> _Tasks to complete_:
(a) According to the interview with Joshua Turner, what position did he take when he first came to the Idaho Attorney General's office?
(b) Carry the interview with Joshua Turner forward from its last line.

On April 24, 2024, Joshua Turner ‘15, in his role as the Idaho Solicitor General, defended his state’s laws restricting abortion in Idaho v. U.S. (combined with Moyle v. U.S.) While the Supreme Court has yet to render an opinion in the cases, it will have lasting implications for the rights of the unborn and the ability of states to regulate abortion within their own borders.
What does your role in the Idaho Office of the Attorney General encompass and what was the journey to get there like?
Currently, I’m serving as the Chief of Constitutional Litigation and Policy, and my role right now is in the executive office. I oversee most litigation in the office that isn’t criminal in nature or involve consumer protection issues, but anything that has a constitutional component or challenges an Idaho law is the kind of litigation that I’m overseeing and managing. I came to the Idaho AG’s office as the Chief Deputy Solicitor General under Theo Wold. Theo convinced me to leave private practice and work with him to build the Solicitor General’s Office, which was new to Idaho. Theo’s vision for the SG’s Office matched his warrior spirit and conservative convictions. It didn’t take long to sell me on it. And from day one, he and I entered the fight to defend the state against the barrage of litigation that it was facing.
What was the prep work leading up to arguing the case of Idaho v. United States before SCOTUS like? Did you use your colleagues or mentors as sounding boards for your arguments?

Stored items
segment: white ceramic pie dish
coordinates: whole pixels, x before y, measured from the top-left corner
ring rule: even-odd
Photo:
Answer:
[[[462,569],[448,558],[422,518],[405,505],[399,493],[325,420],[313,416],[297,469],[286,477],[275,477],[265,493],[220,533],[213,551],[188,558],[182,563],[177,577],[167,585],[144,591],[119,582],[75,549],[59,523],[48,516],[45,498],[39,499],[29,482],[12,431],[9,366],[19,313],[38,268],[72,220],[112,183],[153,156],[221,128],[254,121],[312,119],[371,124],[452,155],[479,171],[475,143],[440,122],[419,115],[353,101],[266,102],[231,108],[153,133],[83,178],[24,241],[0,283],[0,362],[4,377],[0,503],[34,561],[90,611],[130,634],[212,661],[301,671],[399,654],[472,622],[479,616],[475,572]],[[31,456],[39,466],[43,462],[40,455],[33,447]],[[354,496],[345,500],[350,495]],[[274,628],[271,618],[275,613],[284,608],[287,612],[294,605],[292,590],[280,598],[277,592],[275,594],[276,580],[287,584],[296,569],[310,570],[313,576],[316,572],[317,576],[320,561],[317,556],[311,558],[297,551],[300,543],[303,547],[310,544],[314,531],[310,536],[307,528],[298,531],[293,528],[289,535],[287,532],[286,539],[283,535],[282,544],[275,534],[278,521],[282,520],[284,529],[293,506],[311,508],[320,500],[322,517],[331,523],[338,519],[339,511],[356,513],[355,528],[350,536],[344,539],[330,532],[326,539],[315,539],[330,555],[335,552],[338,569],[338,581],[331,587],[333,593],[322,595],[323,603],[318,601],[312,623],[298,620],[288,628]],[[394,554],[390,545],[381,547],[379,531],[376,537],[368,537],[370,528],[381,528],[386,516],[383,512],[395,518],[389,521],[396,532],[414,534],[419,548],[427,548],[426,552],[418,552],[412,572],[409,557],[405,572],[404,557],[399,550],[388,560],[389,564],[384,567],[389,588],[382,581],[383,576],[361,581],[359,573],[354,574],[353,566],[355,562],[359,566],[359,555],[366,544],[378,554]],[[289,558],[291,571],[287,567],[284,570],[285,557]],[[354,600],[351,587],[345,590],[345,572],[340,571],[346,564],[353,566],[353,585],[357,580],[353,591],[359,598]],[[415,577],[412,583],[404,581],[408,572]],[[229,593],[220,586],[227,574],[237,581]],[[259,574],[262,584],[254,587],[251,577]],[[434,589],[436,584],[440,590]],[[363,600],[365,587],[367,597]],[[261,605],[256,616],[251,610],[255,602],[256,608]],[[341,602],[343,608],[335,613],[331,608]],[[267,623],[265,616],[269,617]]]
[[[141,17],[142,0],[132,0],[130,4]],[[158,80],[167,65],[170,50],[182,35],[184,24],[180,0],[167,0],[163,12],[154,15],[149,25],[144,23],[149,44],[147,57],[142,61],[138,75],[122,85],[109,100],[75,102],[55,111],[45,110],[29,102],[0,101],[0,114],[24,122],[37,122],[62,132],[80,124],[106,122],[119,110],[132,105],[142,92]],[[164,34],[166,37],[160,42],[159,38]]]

> _Response list_:
(a) He came to the office as the Chief Deputy Solicitor General under Theo Wold.

(b)
The Court granted cert right around the turn of the new year. We were on the emergency docket, some people call it the shadow docket, and the Court granted cert before judgment. From there, we had a briefing schedule that was pretty condensed, because it was one of the later cases that was granted cert. I was in DC for a good period of time before the argument in early April going through moots. I had a war room setup where John Bursch and I and another lawyer would meet for most of the day and analyze every aspect of our case, practice questioning, and develop our theory and fine-tune it. We did that, like I said, in earnest, about two weeks before the argument occurred, and it involved four total moots. One was the Georgetown moot, which is kind of known by the Supreme Court Bar as an excellent moot. They bring in excellent practitioners who are regulars before the Supreme Court, and then there were three other moots that I did. All were very different, and all were very helpful. I can’t imagine arguing before the Court without having done those moots.
What were the questions presented and what relief did you seek in Idaho v. U.S.?
The Court granted cert on whether Idaho’s Defense of Life Act is preempted by EMTALA—the Emergency Medical Treatment and Active Labor Act. We are still waiting on the Court to answer that question. We think the answer is obviously no. It’s not preempted, and it’s not preempted because there’s no conflict between the two. The federal government’s theory is that EMTALA contains an abortion mandate, which is in conflict with Idaho’s abortion prohibition; we just disagree with that first premise, that EMTALA includes an abortion mandate. We don’t think there’s any plausible reading of the statute that supports the federal government’s position. Because the district court agreed with the federal government and preliminarily enjoined Idaho’s Defense of Life Act, we are ultimately asking the Court to reverse the district court’s order and dissolve the injunction.
During the oral arguments there was a lot of talk of the “stabilization requirement” in EMTALA as well as several real examples of medical damage put forth by the justices. Did you expect this to be the case going into the arguments and how did you adapt?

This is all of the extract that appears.